═══ Source material

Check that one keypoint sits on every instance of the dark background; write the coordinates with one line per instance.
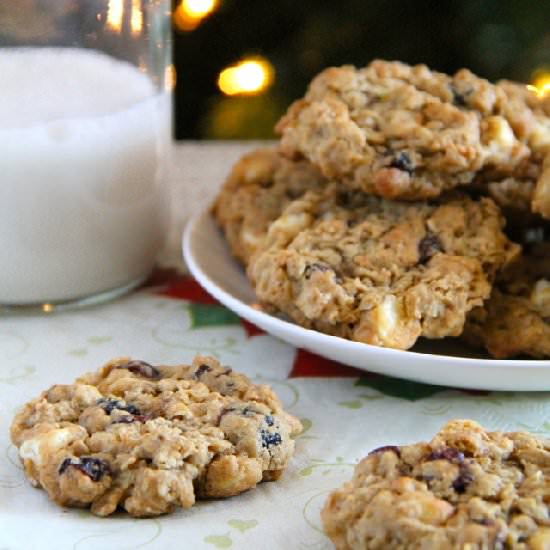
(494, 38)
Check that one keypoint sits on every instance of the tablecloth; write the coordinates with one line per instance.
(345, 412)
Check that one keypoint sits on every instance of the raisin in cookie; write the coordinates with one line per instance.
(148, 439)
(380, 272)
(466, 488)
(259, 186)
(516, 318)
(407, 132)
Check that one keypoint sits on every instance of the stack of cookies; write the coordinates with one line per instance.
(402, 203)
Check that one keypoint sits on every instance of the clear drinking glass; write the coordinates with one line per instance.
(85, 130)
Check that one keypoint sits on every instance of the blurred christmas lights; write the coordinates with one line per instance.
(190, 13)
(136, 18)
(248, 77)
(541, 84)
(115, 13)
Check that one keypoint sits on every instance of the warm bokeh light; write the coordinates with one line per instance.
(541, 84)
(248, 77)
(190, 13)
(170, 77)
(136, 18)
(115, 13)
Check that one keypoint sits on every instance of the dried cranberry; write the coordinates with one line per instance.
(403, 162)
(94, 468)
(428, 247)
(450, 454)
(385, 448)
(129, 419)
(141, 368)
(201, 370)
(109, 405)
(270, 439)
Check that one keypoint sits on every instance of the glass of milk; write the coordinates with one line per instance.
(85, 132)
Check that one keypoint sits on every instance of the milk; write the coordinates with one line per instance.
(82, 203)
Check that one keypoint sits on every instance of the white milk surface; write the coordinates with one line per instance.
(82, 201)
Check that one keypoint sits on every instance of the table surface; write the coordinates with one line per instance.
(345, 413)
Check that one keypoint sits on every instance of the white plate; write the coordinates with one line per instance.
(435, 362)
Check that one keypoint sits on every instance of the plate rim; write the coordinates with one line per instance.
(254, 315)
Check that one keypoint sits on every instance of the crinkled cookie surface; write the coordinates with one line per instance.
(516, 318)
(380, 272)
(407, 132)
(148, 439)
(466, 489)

══════
═══ Source material

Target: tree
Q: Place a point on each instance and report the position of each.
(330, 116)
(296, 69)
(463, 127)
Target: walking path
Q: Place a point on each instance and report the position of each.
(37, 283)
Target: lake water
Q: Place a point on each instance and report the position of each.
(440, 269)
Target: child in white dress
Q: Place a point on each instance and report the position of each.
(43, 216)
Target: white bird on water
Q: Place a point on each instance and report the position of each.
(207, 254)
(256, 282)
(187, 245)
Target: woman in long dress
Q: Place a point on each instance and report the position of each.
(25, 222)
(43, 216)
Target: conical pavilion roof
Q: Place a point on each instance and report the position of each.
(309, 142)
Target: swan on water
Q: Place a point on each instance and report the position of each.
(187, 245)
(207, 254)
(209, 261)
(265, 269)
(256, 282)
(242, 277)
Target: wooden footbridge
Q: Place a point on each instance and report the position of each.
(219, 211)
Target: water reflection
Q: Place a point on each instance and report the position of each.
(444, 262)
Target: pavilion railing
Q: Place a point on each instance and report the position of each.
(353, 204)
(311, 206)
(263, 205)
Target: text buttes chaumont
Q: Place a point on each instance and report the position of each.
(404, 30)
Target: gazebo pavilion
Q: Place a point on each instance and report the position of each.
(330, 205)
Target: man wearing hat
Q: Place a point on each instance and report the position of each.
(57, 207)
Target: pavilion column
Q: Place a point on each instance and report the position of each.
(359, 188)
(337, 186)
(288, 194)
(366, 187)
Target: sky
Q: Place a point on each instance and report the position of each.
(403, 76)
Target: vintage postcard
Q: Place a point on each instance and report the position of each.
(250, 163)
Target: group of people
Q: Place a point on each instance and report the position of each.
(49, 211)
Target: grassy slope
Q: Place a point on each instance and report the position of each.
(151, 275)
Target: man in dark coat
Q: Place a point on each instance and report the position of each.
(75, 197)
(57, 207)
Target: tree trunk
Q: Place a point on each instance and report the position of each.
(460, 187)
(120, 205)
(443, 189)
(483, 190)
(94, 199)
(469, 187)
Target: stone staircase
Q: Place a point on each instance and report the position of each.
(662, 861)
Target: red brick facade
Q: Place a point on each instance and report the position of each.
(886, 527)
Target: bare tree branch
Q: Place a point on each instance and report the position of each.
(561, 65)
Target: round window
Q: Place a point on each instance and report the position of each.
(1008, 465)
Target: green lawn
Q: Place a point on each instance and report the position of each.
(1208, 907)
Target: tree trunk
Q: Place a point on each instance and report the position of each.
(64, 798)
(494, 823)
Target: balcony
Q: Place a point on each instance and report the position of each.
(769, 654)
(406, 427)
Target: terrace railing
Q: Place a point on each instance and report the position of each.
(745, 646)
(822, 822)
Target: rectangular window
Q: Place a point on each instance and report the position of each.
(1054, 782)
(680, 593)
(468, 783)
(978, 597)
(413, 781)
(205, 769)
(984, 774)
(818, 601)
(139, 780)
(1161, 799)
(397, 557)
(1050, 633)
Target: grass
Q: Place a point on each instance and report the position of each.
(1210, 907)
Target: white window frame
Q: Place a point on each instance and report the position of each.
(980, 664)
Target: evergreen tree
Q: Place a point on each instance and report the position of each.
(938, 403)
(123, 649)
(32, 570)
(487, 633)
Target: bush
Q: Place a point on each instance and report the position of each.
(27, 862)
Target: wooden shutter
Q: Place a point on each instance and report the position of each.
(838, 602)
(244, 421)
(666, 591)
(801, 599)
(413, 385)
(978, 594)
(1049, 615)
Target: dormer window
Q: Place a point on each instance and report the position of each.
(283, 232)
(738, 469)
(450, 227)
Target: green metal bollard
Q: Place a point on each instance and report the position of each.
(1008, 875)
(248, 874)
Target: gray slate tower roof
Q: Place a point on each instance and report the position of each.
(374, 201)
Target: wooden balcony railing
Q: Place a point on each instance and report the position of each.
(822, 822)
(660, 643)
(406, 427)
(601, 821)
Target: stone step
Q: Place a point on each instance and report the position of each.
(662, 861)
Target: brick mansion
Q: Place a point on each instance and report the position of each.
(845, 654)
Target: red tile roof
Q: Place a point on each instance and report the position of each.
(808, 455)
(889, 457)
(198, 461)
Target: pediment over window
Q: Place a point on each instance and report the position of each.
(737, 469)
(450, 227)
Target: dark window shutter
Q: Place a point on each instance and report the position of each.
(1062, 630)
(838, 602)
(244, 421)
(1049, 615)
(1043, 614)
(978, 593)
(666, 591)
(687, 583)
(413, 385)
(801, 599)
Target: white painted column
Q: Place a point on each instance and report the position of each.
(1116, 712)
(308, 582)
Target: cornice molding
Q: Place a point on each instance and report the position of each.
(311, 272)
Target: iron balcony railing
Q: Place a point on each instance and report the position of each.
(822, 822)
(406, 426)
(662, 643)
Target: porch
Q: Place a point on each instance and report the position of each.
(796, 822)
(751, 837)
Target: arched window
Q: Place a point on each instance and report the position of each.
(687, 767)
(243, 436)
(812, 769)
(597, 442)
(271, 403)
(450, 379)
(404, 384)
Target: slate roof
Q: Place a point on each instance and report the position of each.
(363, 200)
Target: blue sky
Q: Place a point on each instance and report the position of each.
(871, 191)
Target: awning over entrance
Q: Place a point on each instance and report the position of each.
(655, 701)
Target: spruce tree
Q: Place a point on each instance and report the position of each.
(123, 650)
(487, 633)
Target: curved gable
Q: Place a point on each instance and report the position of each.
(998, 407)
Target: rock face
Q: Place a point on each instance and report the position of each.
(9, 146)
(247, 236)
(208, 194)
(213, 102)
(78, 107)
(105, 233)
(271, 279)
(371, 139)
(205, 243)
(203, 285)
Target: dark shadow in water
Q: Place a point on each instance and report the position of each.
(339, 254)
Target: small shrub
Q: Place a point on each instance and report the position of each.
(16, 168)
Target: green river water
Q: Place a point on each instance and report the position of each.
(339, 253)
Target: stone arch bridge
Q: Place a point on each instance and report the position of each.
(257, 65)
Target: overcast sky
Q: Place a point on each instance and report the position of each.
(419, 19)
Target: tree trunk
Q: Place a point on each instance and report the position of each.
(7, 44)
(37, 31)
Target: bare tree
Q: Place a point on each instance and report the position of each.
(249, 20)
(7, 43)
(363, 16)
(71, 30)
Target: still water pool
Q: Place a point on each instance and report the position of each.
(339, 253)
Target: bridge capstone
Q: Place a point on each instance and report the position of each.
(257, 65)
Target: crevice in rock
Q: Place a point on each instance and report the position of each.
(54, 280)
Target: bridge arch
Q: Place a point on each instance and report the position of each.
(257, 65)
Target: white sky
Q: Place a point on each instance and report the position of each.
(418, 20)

══════

To do: Locate the lines above that contain "pavilion" and copy them.

Solved exercise:
Target: conical pavilion roof
Target: pavilion railing
Target: gazebo pavilion
Target: pavilion column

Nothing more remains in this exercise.